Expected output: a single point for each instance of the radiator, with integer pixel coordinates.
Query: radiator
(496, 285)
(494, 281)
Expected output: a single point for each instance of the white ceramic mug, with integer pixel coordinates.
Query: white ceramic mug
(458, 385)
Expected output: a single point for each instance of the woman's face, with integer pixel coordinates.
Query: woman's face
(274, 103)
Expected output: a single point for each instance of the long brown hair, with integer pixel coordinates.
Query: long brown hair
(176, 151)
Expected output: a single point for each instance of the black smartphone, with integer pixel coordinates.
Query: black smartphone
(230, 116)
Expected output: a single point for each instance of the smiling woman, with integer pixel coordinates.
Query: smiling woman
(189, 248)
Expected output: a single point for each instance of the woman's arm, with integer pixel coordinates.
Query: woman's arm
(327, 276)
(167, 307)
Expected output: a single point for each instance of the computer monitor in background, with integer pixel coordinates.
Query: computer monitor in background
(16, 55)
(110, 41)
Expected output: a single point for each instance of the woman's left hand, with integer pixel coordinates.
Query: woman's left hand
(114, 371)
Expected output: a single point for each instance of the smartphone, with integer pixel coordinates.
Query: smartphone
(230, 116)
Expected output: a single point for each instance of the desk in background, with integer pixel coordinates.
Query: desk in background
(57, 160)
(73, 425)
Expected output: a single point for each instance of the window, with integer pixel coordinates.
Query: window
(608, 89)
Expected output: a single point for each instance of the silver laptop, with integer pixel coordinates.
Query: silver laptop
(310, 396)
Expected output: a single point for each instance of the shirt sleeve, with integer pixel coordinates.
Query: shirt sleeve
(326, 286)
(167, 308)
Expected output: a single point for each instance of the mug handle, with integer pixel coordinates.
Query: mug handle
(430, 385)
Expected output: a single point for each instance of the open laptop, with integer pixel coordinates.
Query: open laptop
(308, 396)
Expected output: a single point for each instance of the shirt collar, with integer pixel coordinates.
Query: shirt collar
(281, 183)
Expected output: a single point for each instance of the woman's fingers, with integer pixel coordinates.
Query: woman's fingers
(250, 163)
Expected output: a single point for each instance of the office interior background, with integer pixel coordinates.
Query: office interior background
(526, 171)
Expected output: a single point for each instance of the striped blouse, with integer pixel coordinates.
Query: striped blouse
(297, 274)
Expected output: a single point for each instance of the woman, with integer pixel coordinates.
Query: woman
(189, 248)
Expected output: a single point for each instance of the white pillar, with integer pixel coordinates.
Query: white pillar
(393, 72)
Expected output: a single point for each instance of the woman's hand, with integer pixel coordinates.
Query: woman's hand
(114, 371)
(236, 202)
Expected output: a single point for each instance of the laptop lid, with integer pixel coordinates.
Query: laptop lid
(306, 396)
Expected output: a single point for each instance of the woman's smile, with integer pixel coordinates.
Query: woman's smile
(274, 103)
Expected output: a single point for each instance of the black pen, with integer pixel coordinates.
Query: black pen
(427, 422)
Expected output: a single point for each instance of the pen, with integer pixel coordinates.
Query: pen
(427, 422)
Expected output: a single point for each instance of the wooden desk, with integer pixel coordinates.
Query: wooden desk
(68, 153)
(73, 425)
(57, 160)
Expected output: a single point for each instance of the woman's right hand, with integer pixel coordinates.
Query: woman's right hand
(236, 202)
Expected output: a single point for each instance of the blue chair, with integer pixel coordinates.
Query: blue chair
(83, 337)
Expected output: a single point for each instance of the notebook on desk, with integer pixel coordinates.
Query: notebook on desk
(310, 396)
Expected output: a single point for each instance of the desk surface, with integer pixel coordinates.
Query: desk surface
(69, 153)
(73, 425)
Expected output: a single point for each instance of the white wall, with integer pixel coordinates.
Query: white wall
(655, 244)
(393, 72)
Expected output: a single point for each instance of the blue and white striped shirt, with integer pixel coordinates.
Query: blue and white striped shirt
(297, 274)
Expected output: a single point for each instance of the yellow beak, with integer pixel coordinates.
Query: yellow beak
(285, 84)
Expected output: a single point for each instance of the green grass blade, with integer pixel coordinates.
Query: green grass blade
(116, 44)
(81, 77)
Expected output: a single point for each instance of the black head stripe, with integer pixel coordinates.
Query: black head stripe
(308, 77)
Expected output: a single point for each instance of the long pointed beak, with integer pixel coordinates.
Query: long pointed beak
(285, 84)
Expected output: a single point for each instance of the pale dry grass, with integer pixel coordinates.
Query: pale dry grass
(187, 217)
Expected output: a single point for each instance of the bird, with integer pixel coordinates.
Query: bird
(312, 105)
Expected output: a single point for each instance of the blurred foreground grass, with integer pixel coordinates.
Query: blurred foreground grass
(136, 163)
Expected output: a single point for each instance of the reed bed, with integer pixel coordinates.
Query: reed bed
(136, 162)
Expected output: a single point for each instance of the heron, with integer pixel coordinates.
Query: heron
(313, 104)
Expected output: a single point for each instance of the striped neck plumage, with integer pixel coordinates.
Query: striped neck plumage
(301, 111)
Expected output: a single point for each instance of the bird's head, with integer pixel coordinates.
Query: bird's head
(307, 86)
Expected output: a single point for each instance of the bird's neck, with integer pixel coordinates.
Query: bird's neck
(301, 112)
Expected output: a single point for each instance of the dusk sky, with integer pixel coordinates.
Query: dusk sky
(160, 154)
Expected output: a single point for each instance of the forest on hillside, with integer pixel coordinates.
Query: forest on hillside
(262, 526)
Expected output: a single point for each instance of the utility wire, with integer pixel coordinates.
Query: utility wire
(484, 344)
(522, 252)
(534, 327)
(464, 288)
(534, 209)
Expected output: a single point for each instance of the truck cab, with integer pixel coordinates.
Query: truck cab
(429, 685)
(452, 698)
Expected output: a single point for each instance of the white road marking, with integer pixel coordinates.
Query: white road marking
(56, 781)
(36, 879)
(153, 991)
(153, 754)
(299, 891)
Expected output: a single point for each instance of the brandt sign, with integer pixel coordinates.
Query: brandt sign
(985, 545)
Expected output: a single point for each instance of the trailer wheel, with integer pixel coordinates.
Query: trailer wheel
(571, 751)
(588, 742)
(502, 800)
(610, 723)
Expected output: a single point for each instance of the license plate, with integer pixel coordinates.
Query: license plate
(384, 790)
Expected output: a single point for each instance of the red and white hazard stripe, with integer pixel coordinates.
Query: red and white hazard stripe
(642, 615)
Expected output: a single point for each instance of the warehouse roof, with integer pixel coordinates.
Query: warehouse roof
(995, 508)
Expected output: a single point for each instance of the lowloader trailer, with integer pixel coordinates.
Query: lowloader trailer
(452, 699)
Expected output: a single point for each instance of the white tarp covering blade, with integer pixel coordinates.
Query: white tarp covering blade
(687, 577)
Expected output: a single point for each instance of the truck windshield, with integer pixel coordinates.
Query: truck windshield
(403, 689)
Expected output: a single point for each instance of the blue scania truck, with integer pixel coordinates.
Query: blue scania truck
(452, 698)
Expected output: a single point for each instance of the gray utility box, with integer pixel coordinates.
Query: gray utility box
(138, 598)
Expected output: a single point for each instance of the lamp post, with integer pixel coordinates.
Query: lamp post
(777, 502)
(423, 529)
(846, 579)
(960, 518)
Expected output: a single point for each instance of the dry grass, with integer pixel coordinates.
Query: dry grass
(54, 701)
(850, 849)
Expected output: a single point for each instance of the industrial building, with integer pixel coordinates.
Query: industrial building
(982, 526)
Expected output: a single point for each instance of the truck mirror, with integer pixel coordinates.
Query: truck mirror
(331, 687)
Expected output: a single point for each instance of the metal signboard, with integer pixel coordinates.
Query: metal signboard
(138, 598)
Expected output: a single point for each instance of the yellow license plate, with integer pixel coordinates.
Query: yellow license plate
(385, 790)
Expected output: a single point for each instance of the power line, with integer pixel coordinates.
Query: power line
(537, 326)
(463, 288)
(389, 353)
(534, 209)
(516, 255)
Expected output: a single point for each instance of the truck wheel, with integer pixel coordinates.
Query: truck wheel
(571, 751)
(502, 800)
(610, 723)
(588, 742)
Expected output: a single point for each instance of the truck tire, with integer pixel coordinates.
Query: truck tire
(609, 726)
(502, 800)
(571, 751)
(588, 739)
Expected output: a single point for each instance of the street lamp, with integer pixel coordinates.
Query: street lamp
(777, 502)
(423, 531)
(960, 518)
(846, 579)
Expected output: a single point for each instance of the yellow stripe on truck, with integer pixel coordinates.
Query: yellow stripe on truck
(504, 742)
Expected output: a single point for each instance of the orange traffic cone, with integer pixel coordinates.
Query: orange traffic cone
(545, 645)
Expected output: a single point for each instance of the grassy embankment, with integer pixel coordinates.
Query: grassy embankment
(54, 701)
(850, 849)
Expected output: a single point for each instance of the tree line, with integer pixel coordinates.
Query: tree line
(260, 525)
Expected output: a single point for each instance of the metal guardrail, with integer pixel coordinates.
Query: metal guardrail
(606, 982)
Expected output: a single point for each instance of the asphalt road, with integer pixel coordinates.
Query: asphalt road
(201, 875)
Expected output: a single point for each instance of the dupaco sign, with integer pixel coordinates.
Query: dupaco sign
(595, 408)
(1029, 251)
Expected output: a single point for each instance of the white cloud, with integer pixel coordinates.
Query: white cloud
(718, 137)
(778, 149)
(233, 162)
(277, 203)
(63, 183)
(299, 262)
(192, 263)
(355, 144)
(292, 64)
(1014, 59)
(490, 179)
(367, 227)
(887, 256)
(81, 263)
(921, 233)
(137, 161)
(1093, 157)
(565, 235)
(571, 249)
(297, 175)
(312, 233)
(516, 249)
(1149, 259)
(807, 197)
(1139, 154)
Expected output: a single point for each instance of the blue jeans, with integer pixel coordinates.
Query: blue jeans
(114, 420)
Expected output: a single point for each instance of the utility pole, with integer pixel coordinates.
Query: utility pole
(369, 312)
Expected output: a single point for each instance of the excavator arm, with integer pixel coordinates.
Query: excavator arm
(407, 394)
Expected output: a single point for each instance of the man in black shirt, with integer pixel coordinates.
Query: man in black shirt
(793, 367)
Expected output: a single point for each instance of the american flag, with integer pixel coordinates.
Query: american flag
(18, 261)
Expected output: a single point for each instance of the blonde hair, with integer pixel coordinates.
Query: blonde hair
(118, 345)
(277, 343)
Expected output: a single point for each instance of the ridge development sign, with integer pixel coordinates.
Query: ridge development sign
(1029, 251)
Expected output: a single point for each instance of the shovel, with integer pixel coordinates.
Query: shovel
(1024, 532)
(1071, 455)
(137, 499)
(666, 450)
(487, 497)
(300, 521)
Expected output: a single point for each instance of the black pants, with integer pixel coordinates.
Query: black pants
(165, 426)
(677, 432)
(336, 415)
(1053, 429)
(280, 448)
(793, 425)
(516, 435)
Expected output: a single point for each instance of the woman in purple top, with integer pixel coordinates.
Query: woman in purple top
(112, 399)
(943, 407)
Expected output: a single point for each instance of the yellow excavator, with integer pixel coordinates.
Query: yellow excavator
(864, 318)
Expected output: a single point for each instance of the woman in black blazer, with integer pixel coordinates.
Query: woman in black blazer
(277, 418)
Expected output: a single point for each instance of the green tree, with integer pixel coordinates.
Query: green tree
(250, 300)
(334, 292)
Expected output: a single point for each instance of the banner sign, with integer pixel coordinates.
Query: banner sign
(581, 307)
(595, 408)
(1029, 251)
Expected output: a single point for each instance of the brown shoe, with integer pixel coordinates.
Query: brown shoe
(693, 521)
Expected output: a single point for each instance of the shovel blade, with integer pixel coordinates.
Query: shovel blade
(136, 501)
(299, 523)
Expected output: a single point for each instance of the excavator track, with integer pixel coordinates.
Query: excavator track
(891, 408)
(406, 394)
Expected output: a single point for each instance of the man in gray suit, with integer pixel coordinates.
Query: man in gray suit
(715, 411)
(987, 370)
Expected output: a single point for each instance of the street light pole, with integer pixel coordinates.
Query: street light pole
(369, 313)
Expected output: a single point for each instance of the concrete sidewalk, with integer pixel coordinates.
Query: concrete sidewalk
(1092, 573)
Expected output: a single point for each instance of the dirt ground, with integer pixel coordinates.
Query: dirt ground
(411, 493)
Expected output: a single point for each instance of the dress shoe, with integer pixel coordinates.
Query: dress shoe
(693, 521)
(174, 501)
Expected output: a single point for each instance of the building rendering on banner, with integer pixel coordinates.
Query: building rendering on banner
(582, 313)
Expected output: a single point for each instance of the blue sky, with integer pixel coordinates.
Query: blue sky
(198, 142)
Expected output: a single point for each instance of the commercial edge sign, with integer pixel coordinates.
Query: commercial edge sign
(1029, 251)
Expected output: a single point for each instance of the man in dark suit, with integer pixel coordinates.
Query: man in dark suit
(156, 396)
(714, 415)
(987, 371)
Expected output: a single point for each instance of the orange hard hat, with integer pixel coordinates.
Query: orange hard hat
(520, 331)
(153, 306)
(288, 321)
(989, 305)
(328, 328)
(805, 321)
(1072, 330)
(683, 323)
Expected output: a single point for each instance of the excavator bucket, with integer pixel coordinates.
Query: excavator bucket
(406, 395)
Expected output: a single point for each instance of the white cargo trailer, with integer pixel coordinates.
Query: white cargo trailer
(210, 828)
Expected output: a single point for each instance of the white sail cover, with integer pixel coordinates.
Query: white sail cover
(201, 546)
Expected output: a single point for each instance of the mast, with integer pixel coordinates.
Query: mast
★ ★ ★ ★ ★ ★ ★
Return exactly the lines from the one containing "dark suit, with integer pixel coordinates." to the last line of the data, and nothing more.

Expected output: a single point for each instance of the man in dark suit, with integer pixel coordinates.
Query: man in dark suit
(156, 396)
(714, 415)
(987, 371)
Expected output: a single point for each instance of the orange hard hat, with integer pixel coordinates.
Query: orange hard hat
(520, 331)
(153, 306)
(288, 321)
(989, 305)
(328, 328)
(805, 321)
(1072, 330)
(683, 323)
Expected output: a single point for each instance of the excavator bucket, with integer pixel coordinates.
Query: excavator bucket
(406, 395)
Expected output: a single point for each instance of the white cargo trailer, with integer pixel coordinates.
Query: white cargo trailer
(210, 828)
Expected output: a single point for each instance of the white sail cover, with integer pixel coordinates.
Query: white sail cover
(201, 546)
Expected output: a single point for each instance of the mast, with integer pixel coordinates.
Query: mast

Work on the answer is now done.